[[ Entries shown open ]]

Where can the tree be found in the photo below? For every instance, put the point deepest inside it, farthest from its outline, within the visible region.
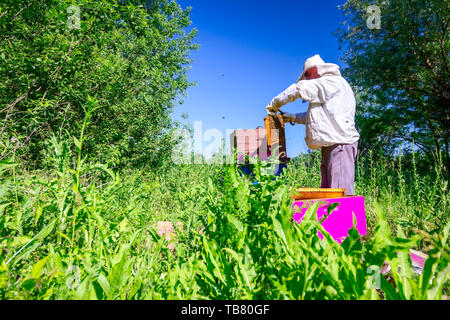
(131, 55)
(401, 71)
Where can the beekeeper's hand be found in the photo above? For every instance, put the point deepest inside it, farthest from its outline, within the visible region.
(289, 117)
(272, 110)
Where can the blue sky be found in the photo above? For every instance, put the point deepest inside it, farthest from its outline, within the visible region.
(251, 50)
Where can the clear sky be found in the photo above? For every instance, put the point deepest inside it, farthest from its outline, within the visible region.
(251, 50)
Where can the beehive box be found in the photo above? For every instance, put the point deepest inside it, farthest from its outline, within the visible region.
(276, 137)
(251, 142)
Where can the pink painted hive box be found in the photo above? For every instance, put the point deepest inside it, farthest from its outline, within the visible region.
(340, 220)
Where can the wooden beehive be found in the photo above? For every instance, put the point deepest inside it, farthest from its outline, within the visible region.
(251, 142)
(276, 137)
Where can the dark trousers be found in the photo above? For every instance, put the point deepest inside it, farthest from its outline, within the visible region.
(338, 167)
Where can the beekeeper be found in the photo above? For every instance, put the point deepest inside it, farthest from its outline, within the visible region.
(329, 121)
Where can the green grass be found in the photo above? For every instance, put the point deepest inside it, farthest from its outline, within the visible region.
(77, 230)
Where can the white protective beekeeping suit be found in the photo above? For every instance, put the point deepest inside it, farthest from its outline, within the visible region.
(330, 118)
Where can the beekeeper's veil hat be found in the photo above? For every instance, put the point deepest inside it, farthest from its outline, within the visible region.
(322, 67)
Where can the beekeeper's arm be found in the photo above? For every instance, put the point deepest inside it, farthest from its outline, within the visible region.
(314, 91)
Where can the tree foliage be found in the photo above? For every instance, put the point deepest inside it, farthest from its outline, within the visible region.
(131, 55)
(401, 71)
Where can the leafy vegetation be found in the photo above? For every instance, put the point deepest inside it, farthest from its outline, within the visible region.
(132, 55)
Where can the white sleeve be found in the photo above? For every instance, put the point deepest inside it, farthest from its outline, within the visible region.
(289, 95)
(300, 118)
(317, 90)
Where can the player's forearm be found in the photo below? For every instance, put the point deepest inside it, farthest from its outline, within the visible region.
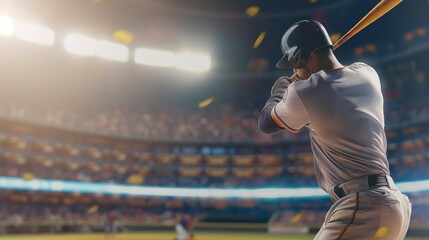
(265, 121)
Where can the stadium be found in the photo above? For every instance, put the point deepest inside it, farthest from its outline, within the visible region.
(124, 119)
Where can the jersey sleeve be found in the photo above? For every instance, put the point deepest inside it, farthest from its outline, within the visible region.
(290, 112)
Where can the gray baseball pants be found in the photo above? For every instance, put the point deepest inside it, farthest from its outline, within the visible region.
(380, 213)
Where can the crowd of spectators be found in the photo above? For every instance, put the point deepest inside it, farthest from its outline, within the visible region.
(223, 122)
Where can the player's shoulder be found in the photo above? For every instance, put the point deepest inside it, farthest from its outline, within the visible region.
(360, 66)
(312, 81)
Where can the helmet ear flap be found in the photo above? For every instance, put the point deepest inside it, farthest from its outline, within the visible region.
(297, 60)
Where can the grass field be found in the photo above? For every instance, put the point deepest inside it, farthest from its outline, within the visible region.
(163, 236)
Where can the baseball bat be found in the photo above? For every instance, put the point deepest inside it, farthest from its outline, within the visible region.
(375, 13)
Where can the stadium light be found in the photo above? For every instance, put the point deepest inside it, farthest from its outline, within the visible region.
(123, 189)
(35, 34)
(153, 57)
(80, 45)
(112, 51)
(7, 26)
(193, 61)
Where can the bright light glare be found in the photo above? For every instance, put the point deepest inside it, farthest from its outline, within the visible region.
(80, 45)
(35, 34)
(7, 26)
(110, 188)
(153, 57)
(112, 51)
(193, 62)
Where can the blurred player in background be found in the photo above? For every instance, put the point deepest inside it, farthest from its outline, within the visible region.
(342, 106)
(111, 224)
(184, 228)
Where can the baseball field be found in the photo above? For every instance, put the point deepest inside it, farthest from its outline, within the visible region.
(163, 236)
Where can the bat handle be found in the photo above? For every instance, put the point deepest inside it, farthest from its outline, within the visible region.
(293, 78)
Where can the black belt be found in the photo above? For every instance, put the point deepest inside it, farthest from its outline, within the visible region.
(374, 181)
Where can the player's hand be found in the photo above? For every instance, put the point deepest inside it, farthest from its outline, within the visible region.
(281, 84)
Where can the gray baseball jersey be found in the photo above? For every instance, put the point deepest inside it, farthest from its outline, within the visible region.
(343, 110)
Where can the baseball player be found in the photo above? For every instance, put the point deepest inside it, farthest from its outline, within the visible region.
(342, 106)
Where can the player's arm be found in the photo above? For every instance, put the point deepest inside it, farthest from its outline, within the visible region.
(290, 112)
(286, 112)
(265, 122)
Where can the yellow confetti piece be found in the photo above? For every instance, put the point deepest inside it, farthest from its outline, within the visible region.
(206, 102)
(381, 232)
(123, 36)
(252, 11)
(334, 37)
(259, 40)
(92, 209)
(27, 176)
(296, 218)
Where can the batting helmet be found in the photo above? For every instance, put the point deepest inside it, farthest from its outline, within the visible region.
(300, 41)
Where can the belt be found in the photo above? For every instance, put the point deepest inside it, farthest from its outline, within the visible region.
(364, 183)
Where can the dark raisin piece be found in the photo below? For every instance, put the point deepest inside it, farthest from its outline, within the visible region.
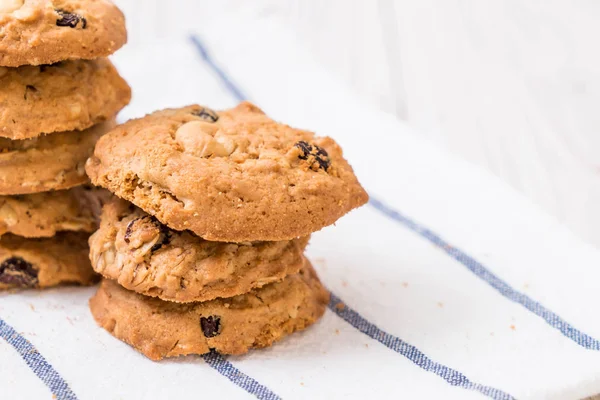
(129, 230)
(316, 153)
(29, 88)
(306, 149)
(15, 271)
(210, 326)
(70, 19)
(165, 235)
(206, 114)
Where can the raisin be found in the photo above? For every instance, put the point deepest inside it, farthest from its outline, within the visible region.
(129, 230)
(15, 271)
(29, 88)
(210, 326)
(165, 234)
(320, 155)
(70, 19)
(206, 114)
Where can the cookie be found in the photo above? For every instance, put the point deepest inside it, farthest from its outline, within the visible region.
(42, 263)
(231, 176)
(160, 329)
(50, 162)
(70, 95)
(36, 32)
(44, 214)
(145, 256)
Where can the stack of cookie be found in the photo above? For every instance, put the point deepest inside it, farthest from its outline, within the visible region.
(57, 97)
(204, 249)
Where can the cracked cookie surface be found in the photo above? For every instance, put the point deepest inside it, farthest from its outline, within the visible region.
(41, 263)
(160, 329)
(36, 32)
(230, 176)
(145, 256)
(44, 214)
(50, 162)
(70, 95)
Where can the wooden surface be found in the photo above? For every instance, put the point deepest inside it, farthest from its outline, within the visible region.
(513, 86)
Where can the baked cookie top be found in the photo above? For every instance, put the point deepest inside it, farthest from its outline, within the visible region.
(70, 95)
(230, 176)
(36, 32)
(51, 162)
(160, 329)
(145, 256)
(46, 262)
(45, 214)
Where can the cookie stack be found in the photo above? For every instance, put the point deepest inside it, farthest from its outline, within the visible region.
(204, 248)
(58, 95)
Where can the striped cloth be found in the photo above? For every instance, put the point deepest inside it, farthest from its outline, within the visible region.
(454, 285)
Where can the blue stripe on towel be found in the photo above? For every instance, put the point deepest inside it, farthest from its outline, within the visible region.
(38, 364)
(352, 317)
(473, 265)
(486, 275)
(250, 385)
(409, 351)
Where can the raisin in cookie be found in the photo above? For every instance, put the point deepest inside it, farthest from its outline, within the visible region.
(44, 214)
(36, 32)
(71, 95)
(51, 162)
(41, 263)
(231, 176)
(145, 256)
(160, 329)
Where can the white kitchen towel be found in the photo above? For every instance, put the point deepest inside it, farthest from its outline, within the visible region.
(454, 285)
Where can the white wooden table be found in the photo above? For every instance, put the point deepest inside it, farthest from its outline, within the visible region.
(511, 85)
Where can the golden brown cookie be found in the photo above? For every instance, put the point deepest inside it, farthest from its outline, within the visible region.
(71, 95)
(145, 256)
(50, 162)
(231, 176)
(44, 214)
(42, 263)
(160, 329)
(35, 32)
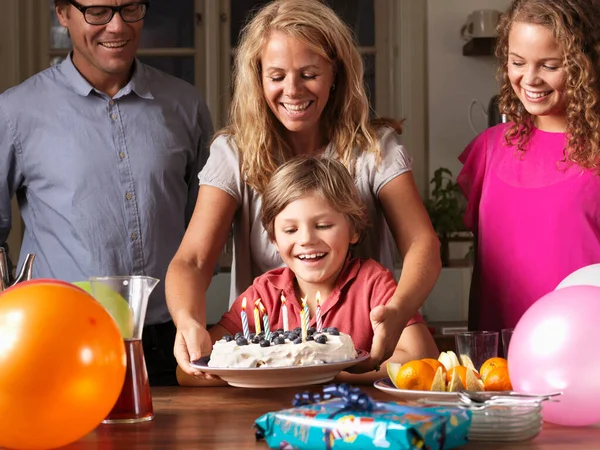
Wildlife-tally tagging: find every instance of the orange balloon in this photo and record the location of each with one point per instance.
(62, 361)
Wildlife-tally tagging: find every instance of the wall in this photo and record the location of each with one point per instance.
(454, 79)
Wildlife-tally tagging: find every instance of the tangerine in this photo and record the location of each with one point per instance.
(415, 375)
(434, 363)
(462, 374)
(491, 364)
(497, 379)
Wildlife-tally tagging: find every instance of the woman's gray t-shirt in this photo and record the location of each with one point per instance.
(254, 254)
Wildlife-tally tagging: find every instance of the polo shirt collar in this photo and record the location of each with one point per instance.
(139, 83)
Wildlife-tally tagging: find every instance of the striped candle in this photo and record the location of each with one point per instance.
(265, 321)
(303, 325)
(286, 325)
(306, 311)
(318, 313)
(256, 317)
(305, 318)
(245, 320)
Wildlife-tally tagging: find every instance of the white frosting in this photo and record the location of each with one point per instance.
(229, 354)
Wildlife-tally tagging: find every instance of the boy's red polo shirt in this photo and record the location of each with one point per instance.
(361, 286)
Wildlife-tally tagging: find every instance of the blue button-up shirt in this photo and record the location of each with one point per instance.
(105, 186)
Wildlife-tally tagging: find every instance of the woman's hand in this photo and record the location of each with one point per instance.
(386, 334)
(191, 343)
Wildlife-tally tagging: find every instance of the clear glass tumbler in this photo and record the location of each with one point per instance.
(478, 346)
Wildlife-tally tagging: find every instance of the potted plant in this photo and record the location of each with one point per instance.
(446, 207)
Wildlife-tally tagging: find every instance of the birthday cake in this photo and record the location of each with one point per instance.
(283, 348)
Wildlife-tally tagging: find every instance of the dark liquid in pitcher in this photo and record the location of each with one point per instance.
(135, 401)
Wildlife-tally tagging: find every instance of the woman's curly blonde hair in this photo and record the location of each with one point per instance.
(345, 120)
(574, 24)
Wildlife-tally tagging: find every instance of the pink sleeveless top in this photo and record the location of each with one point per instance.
(536, 220)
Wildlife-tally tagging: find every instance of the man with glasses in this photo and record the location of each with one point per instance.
(102, 153)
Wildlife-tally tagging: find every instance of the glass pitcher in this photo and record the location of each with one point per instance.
(126, 299)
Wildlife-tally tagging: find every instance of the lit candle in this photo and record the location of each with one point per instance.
(286, 325)
(245, 320)
(319, 320)
(265, 321)
(303, 325)
(305, 318)
(306, 311)
(256, 316)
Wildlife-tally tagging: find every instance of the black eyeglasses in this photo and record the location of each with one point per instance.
(102, 14)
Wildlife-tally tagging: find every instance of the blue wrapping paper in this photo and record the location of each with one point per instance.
(344, 417)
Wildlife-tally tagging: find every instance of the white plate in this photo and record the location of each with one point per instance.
(271, 377)
(386, 385)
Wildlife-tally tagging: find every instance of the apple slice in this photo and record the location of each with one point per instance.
(439, 381)
(455, 383)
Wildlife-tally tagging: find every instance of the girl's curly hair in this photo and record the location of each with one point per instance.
(574, 24)
(345, 120)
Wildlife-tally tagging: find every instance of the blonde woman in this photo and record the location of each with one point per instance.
(298, 89)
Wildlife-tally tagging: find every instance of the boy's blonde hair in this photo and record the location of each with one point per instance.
(574, 25)
(304, 175)
(344, 121)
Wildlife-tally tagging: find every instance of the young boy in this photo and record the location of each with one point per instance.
(313, 214)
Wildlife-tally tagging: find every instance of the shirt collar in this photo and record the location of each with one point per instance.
(139, 83)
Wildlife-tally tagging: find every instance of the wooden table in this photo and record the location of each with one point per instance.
(223, 418)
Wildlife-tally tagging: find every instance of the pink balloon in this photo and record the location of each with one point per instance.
(554, 348)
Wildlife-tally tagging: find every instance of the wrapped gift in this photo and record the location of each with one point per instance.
(344, 417)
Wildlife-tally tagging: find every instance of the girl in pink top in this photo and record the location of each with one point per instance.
(532, 184)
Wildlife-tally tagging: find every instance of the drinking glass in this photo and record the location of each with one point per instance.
(479, 346)
(126, 299)
(506, 334)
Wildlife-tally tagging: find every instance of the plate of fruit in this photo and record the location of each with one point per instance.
(440, 379)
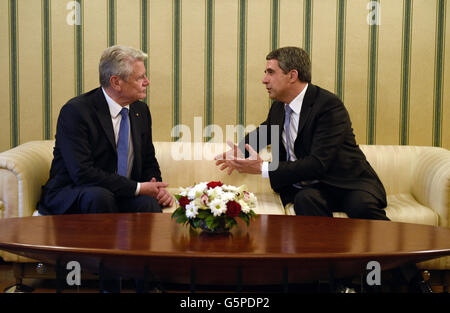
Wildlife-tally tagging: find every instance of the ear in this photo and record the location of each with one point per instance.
(294, 76)
(114, 81)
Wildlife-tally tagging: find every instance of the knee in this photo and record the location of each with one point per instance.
(97, 200)
(147, 204)
(305, 200)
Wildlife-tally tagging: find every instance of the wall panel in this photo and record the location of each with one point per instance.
(356, 67)
(422, 72)
(389, 74)
(95, 40)
(160, 67)
(30, 69)
(207, 57)
(5, 79)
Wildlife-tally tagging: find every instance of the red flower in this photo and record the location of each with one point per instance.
(184, 201)
(233, 208)
(214, 184)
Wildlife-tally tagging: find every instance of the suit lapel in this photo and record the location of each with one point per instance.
(135, 117)
(104, 116)
(308, 101)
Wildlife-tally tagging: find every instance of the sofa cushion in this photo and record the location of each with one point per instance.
(401, 208)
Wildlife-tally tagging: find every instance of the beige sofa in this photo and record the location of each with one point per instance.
(416, 179)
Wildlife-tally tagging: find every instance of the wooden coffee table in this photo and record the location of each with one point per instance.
(273, 249)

[[ Entries shown closed ]]

- Task objective:
From the line containing "Wildlife-tally tagging: find every instance of the beige" down to the last line of the listing above, give every line again exactly, and add nothing.

- Exercise response:
Wildlife-tally tagging: find every instance of the beige sofa in this photo and record the location of each with one point per instance.
(416, 179)
Wildlife-tally tagging: find every instance of the wooden coffee table in this photo and record the location of each with one point per instance.
(273, 249)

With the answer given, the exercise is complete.